╭──

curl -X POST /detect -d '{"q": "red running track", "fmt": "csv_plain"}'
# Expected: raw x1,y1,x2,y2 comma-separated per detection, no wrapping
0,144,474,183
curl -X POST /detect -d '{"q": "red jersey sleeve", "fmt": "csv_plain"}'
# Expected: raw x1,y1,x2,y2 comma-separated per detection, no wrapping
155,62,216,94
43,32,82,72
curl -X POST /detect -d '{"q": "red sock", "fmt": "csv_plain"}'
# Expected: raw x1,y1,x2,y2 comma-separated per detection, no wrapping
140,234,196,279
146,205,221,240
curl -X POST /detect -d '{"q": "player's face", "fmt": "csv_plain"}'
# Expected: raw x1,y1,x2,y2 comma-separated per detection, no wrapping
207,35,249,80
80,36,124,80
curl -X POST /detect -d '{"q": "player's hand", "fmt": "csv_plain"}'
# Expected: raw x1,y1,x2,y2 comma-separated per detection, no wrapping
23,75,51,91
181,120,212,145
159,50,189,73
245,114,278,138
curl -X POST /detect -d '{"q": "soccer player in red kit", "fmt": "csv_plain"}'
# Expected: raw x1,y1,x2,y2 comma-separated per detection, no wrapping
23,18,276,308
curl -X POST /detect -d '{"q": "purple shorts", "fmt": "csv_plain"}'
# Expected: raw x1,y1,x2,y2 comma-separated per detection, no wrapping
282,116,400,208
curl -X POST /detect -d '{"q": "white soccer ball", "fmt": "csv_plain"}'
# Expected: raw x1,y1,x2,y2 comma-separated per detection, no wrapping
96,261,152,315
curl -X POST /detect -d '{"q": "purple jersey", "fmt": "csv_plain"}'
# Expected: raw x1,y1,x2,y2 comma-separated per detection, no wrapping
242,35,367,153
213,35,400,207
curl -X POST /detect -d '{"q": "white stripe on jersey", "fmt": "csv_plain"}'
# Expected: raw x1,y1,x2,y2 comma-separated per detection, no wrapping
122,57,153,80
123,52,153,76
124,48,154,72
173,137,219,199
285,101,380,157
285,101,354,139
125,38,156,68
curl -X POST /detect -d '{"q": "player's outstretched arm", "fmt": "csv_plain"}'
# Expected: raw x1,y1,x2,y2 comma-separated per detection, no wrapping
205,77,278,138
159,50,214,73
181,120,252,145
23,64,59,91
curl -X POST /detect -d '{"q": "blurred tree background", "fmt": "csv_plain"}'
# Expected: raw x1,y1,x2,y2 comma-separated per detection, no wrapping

╰──

#### WHAT YOU NEED TO DO
Rescale the part of the listing that opens with its first line and closes with the line containing "245,114,278,138". Reproduce every line in that span, requests included, multiplying each bounding-box coordinate in the answers by 2.4 and rounding to whole numbers, with halves rounded up.

#### THE RESULT
curl -X POST /detect -d '{"q": "red running track", "fmt": "csv_plain"}'
# Expected: raw x1,y1,x2,y2 comma-separated per detection, no wrapping
0,346,1138,439
curl -X POST /detect -d '{"q": "red jersey sleeve", "fmt": "csv_plain"}'
# Expected: raw x1,y1,x2,y2 comma-separated per detection, no wrapping
372,149,518,226
103,77,197,173
curl -X POST /detect -d '{"q": "red sock", "fmt": "csv_plain"}'
# Expected: raw x1,y1,x2,y2 comma-separated per detection, no wrapping
336,562,470,670
350,492,530,576
curl -X POST /detect -d '{"q": "player's face", "fmt": "csv_plain"}'
# Expected: raw x1,y1,x2,y2 comma-separated per detection, no wrapping
497,84,598,192
192,86,298,192
curl -X POST /detect -d '{"q": "player's hand", "fmt": "csv_plain"}'
# Expected: raw x1,y1,x2,y2 comma-separated per detection, no wrapping
55,180,122,218
434,288,509,348
382,120,454,175
588,274,667,331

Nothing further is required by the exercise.